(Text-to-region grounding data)
-*-*-

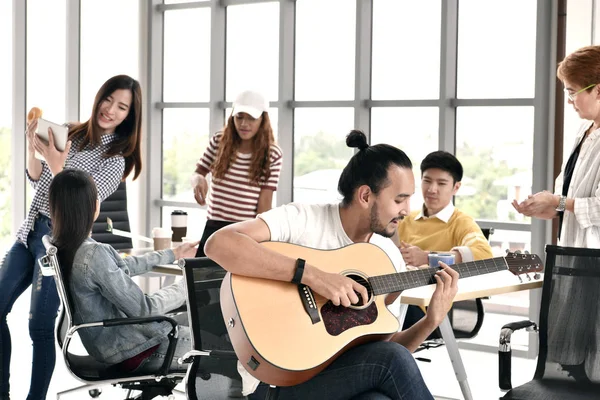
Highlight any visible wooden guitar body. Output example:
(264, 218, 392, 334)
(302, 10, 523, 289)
(220, 242, 400, 386)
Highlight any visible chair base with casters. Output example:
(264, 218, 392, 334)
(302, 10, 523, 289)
(39, 235, 187, 400)
(498, 245, 600, 399)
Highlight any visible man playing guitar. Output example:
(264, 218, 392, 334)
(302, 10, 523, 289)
(205, 130, 459, 400)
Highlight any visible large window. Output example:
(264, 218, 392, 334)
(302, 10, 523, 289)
(226, 3, 279, 102)
(293, 108, 354, 203)
(25, 0, 67, 223)
(80, 0, 140, 118)
(295, 0, 356, 101)
(455, 107, 534, 227)
(161, 7, 211, 209)
(371, 0, 441, 100)
(0, 0, 12, 253)
(163, 8, 211, 103)
(457, 0, 537, 98)
(27, 0, 66, 123)
(371, 107, 439, 208)
(162, 109, 210, 202)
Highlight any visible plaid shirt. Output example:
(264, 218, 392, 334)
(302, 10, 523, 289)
(18, 133, 125, 246)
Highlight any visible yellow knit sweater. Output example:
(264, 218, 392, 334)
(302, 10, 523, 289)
(397, 208, 493, 261)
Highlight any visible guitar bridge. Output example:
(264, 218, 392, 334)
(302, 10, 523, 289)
(298, 284, 321, 324)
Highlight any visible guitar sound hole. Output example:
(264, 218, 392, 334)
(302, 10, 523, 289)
(345, 273, 373, 307)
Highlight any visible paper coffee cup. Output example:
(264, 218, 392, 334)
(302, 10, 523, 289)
(152, 227, 172, 251)
(171, 210, 188, 243)
(428, 252, 455, 267)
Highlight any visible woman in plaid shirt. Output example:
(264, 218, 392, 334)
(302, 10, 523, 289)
(0, 75, 143, 400)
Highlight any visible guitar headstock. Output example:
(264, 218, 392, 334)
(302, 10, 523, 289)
(505, 252, 544, 275)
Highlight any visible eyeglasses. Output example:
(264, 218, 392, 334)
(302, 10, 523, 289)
(565, 83, 597, 101)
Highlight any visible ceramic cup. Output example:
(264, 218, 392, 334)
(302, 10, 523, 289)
(428, 252, 456, 268)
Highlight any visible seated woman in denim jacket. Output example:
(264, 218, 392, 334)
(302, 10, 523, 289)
(48, 169, 198, 373)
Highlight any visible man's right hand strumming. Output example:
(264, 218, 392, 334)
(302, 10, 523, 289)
(302, 265, 369, 308)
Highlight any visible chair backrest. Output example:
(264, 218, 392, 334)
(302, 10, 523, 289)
(181, 257, 245, 399)
(481, 227, 494, 241)
(91, 181, 133, 250)
(533, 245, 600, 388)
(447, 225, 492, 339)
(39, 235, 74, 350)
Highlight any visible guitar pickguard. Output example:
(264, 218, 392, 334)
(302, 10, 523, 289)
(321, 302, 378, 336)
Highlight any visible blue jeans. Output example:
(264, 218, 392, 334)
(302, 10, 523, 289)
(0, 215, 59, 400)
(250, 341, 433, 400)
(133, 312, 192, 374)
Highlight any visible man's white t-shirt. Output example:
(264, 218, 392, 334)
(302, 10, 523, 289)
(238, 202, 408, 395)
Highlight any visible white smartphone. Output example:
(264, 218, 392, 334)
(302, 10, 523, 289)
(35, 118, 69, 161)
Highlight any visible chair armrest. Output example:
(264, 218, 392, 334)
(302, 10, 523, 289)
(501, 320, 537, 334)
(69, 315, 179, 377)
(168, 304, 187, 314)
(103, 315, 177, 328)
(498, 320, 538, 390)
(179, 349, 238, 365)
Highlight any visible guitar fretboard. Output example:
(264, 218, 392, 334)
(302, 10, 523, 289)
(369, 257, 508, 295)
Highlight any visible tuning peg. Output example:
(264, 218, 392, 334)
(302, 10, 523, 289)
(517, 274, 523, 283)
(524, 250, 530, 255)
(525, 273, 532, 281)
(534, 273, 541, 280)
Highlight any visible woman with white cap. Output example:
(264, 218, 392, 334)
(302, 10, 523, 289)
(191, 90, 283, 258)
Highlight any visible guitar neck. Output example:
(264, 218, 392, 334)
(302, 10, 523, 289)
(369, 257, 508, 295)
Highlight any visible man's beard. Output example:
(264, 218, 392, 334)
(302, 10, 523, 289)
(369, 202, 396, 238)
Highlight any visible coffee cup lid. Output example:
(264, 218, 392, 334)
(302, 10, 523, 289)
(171, 210, 188, 215)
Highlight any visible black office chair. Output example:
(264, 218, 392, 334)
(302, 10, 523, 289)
(92, 181, 133, 250)
(498, 244, 600, 399)
(179, 257, 246, 399)
(39, 235, 186, 399)
(447, 227, 494, 339)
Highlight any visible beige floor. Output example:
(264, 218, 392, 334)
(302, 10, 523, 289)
(7, 288, 536, 399)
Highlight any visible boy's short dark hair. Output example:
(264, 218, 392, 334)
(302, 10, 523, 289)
(420, 151, 463, 183)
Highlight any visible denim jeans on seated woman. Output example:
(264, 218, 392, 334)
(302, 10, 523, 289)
(250, 341, 433, 400)
(0, 214, 59, 400)
(132, 312, 192, 374)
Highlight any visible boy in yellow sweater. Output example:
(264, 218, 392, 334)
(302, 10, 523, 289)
(397, 151, 492, 332)
(395, 150, 492, 267)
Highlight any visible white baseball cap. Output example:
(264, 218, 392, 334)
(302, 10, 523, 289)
(232, 90, 269, 119)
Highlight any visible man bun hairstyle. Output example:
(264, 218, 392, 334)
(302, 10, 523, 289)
(338, 130, 412, 206)
(346, 129, 370, 150)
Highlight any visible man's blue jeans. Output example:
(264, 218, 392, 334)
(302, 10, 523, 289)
(0, 215, 59, 400)
(250, 341, 434, 400)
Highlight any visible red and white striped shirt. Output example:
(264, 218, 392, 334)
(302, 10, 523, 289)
(195, 132, 283, 222)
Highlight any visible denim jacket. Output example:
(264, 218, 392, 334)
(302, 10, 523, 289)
(69, 238, 185, 364)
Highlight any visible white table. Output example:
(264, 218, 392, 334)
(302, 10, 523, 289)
(400, 271, 543, 400)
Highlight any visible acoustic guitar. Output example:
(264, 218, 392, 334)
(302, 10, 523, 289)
(220, 241, 543, 387)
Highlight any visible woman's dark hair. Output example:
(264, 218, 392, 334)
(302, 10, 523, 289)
(338, 130, 412, 206)
(49, 169, 98, 277)
(68, 74, 143, 181)
(420, 150, 463, 183)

-*-*-

What is being asked. Check each line of the entries above, and show every one holding the word "blue".

Response.
Highlight any visible blue jeans. Output example:
Highlight any visible man's blue jeans. Output example:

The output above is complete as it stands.